_The problem:_ What is needed is an exact copy of every record.

_Dataset entries:_
--- START ---

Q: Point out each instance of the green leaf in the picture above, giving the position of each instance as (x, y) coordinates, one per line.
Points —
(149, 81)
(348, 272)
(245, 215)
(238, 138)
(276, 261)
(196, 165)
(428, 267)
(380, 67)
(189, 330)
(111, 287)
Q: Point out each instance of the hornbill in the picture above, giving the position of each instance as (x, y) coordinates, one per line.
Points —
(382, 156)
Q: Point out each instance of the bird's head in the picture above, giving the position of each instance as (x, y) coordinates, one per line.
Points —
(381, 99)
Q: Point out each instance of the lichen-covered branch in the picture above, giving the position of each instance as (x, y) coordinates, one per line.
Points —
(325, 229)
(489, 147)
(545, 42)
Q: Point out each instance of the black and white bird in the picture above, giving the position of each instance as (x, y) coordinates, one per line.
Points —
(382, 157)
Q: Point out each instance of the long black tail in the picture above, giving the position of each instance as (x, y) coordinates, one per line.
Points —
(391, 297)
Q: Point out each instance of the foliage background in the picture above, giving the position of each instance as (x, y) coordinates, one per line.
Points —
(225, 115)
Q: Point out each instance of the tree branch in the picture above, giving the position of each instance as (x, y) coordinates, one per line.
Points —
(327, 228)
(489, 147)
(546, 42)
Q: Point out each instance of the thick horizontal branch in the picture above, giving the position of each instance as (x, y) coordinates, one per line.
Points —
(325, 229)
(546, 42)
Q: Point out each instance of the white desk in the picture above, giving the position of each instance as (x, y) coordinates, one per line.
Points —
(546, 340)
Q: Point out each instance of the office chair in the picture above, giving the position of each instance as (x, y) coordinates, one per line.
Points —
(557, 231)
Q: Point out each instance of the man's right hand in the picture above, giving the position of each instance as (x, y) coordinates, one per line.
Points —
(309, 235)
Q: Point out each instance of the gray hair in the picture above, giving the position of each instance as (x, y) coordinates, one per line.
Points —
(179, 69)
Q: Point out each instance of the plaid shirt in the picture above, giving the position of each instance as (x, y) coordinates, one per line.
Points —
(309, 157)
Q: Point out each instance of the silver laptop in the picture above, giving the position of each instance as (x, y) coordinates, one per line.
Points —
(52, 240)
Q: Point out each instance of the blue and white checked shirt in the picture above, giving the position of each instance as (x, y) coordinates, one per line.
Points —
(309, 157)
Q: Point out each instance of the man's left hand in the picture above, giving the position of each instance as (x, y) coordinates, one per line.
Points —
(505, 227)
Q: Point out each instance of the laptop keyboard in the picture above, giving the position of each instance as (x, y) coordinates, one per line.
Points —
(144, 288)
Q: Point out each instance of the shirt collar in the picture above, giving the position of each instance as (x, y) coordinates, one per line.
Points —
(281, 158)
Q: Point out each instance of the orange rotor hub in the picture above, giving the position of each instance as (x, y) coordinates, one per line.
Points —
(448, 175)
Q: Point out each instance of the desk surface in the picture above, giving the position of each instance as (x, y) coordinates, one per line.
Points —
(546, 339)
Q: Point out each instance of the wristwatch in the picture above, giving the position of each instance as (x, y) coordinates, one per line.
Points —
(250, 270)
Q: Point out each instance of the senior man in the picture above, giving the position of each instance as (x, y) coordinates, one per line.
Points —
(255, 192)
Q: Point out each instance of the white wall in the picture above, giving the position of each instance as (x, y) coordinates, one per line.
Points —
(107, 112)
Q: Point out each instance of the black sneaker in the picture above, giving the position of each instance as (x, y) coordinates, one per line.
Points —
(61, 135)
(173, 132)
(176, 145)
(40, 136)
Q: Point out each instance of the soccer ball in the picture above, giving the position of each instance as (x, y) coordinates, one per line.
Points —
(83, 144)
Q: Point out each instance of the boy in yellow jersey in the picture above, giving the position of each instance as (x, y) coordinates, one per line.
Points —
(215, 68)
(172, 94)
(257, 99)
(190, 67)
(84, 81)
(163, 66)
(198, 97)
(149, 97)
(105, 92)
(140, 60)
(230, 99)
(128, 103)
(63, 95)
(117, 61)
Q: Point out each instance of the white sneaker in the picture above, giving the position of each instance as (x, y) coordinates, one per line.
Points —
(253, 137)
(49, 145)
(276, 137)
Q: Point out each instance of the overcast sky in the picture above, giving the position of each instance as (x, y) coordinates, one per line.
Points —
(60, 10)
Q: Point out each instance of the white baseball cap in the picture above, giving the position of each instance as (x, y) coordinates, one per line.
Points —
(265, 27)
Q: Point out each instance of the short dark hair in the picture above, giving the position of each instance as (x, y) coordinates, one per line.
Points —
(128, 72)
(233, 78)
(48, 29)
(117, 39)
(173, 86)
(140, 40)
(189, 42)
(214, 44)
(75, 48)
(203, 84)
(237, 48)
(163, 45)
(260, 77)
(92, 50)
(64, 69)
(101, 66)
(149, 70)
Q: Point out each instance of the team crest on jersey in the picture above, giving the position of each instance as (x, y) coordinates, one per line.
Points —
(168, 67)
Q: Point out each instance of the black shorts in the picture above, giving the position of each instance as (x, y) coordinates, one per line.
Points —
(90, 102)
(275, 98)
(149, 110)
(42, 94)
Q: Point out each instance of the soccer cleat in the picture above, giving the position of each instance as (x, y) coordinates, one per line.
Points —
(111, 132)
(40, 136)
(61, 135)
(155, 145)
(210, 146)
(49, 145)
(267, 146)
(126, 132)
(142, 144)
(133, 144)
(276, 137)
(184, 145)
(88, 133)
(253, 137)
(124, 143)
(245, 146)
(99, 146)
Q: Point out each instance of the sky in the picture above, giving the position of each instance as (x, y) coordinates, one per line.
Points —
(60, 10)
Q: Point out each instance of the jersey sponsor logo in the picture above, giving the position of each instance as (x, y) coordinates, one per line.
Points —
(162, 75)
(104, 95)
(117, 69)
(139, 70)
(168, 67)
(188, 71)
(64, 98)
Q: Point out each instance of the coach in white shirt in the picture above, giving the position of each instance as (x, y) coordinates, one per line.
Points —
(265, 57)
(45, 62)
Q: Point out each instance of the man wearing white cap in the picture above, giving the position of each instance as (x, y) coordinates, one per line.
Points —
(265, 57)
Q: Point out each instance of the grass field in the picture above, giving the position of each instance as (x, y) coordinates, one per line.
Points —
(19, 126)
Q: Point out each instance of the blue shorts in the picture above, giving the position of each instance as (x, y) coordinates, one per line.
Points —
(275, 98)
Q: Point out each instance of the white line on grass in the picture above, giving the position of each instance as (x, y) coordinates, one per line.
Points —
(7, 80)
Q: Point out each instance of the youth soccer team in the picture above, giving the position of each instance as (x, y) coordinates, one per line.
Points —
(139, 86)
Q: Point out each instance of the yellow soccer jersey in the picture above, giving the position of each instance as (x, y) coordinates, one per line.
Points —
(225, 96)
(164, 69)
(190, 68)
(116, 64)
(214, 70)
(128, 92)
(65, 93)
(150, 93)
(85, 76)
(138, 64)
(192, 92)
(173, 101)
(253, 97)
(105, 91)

--- END ---

_Answer box:_
Q: Point out each instance of the green leaf in the picture above, giving the position of each instance as (x, y) coordinates, one per line.
Points —
(149, 81)
(348, 272)
(245, 215)
(238, 138)
(276, 261)
(196, 165)
(428, 267)
(380, 67)
(189, 330)
(111, 287)
Q: Point out each instance of the hornbill in the picture above, giving the position of each instance as (x, y) coordinates, one per line.
Points —
(382, 156)
Q: Point out each instance of the bird's head in the picture above, giving the position of each instance as (x, y) coordinates, one per line.
Points —
(381, 99)
Q: Point out each instance of the lichen-covered branch in the picture above, giving the position of each instance as (x, y) coordinates, one per line.
Points —
(325, 229)
(489, 147)
(545, 42)
Q: Point out each instance of the black and white bird in the picture above, giving the position of each instance as (x, y) coordinates, one per line.
Points —
(382, 157)
Q: Point out each instance of the long black tail in the picture above, giving the position of each instance as (x, y) coordinates, one per line.
Points —
(391, 297)
Q: Point out each instance of the foliage background in the picture above, giving the position of each instance as (x, y) coordinates, one per line.
Points —
(225, 115)
Q: Point out each instance of the tree branch in the picture above, giving the position of each instance as (x, y) coordinates, one per line.
Points —
(327, 228)
(489, 147)
(546, 42)
Q: Point out each instance of the thick horizontal branch in the picture above, giving the position of each instance as (x, y) coordinates, one per line.
Points —
(325, 229)
(546, 42)
Q: Point out each instance of the white desk in the picture above, giving the position of each instance as (x, y) coordinates, one per line.
Points —
(546, 340)
Q: Point out each instance of the office chair in the picture above, giving the position of each instance as (x, y) coordinates, one per line.
Points —
(557, 231)
Q: Point out each instance of the man's right hand in the picture above, giving the position of each instance as (x, y) coordinates, one per line.
Points —
(309, 235)
Q: Point out each instance of the gray hair in the picture above, giving the position of each instance as (x, y) coordinates, one per line.
Points —
(179, 69)
Q: Point out each instance of the plaid shirt in the picture above, giving the position of each instance as (x, y) coordinates, one per line.
Points —
(309, 157)
Q: Point out each instance of the silver laptop in the picture above, giving the position of each instance as (x, y) coordinates, one per line.
Points —
(52, 240)
Q: Point out each instance of the blue and white checked shirt in the picture above, giving the position of each instance as (x, y) coordinates, one per line.
Points —
(309, 157)
Q: Point out each instance of the man's left hand in the picture above, giving the position of each instance as (x, y) coordinates, one per line.
Points —
(505, 227)
Q: Point out each instance of the laptop keyboard in the picture above, giving the position of each instance as (x, y) coordinates, one per line.
Points —
(144, 288)
Q: Point out each instance of the shirt collar in the picture above, giving the position of each instance as (x, y) coordinates, one per line.
Points —
(281, 158)
Q: Point out each instance of the orange rotor hub in the picture above, giving the position of each instance as (x, y) coordinates, one per line.
Points —
(448, 175)
Q: Point out each instance of the desk surface in the picture above, giving the position of each instance as (x, y) coordinates, one per line.
Points —
(546, 339)
Q: Point out each instance of the wristwatch in the picture above, giving the position of each instance as (x, y) coordinates, one per line.
Points —
(250, 270)
Q: Point out each instance of the senior man in the picture above, giving the position of each instance as (x, y) coordinates, one per line.
Points —
(255, 192)
Q: Point out each instance of the white wall in the picture above, giving the position of each instance as (x, y) coordinates, one per line.
Points —
(107, 112)
Q: Point out each instance of the black sneaker in the picture above, giving the position of each instance as (x, y) coordinates, one per line.
Points —
(61, 135)
(173, 132)
(176, 145)
(40, 136)
Q: Point out each instance of the soccer ball in the picture above, giving the position of each instance as (x, y) coordinates, one per line.
Points —
(83, 144)
Q: Point out each instance of the boy in yellow jersey in the picture above, giving the position of each instance as (x, y) coordinates, one per line.
Points —
(215, 68)
(172, 94)
(257, 99)
(190, 67)
(84, 81)
(163, 66)
(198, 97)
(149, 97)
(105, 92)
(140, 60)
(230, 99)
(128, 103)
(63, 95)
(117, 61)
Q: Point out each instance of the white sneaker in the picture above, giving the position of each instance as (x, y) coordinates, one per line.
Points —
(253, 137)
(49, 145)
(276, 137)
Q: Point out each instance of the overcast sky in the picture above, giving the position of each instance as (x, y) coordinates, one per line.
Points —
(60, 10)
Q: Point out each instance of the white baseball cap in the picture above, giving the position of each instance as (x, y) coordinates, one per line.
Points —
(265, 27)
Q: Point out each instance of the short dark hair in the picture above, giving the position of each instance as (x, y) coordinates, one per line.
Points —
(128, 72)
(233, 78)
(48, 29)
(117, 39)
(173, 86)
(140, 40)
(189, 42)
(214, 44)
(75, 48)
(203, 84)
(237, 48)
(163, 45)
(260, 77)
(92, 50)
(64, 69)
(101, 66)
(149, 70)
Q: Point out each instance of the team crest on jersey in the picture above, giving the position of each instance as (x, y) coordinates, one per line.
Points —
(168, 67)
Q: Point out each instance of the black shorts in the picture above, giving the position of each instance as (x, y) coordinates, one per line.
Points —
(90, 102)
(275, 98)
(149, 110)
(42, 94)
Q: Point out each instance of the soccer cleat in the picture above, giving the position of each instance as (x, y) coordinates, one per line.
Points —
(111, 132)
(40, 136)
(61, 135)
(155, 145)
(210, 146)
(49, 145)
(267, 146)
(126, 132)
(142, 144)
(133, 144)
(276, 137)
(184, 145)
(88, 133)
(253, 137)
(124, 143)
(245, 146)
(99, 146)
Q: Point out each instance of the sky in the picture above, giving the position of each instance as (x, y) coordinates, one per line.
Points —
(60, 10)
Q: Point out each instance of the jersey sponsor logo in the picture above, giving the position of each instance as (x, y) coordinates, one per line.
Points —
(162, 75)
(104, 95)
(117, 69)
(139, 70)
(168, 67)
(188, 71)
(64, 98)
Q: Point out each instance of the coach in white shirt in the picture above, giving the position of each instance as (x, y) coordinates, one per line.
Points —
(265, 57)
(45, 62)
Q: Point out each instance of the man wearing white cap in the picture above, giving the position of each instance as (x, y) coordinates, one per line.
Points —
(265, 57)
Q: Point out each instance of the grass field in the picture above, giving the position of each instance as (x, y) coordinates, one per line.
Points —
(19, 126)
Q: Point out each instance of the blue shorts in the picture above, giving the position of each instance as (x, y) coordinates, one per line.
Points —
(275, 98)
Q: Point out each instance of the white line on grass in the picture above, giving the position of each instance as (x, y) coordinates, one per line.
Points —
(7, 80)
Q: Point out each instance of the youth soccer team in the picture above, giving the position of each instance as (x, y) coordinates, one per line.
Points —
(139, 86)
Q: Point out each instance of the yellow soccer jersey in the picture above, giving the position of each instance as (x, y) coordinates, one per line.
Points —
(225, 96)
(164, 69)
(190, 68)
(116, 64)
(214, 70)
(128, 92)
(65, 93)
(150, 93)
(85, 76)
(138, 64)
(192, 92)
(173, 101)
(253, 97)
(105, 91)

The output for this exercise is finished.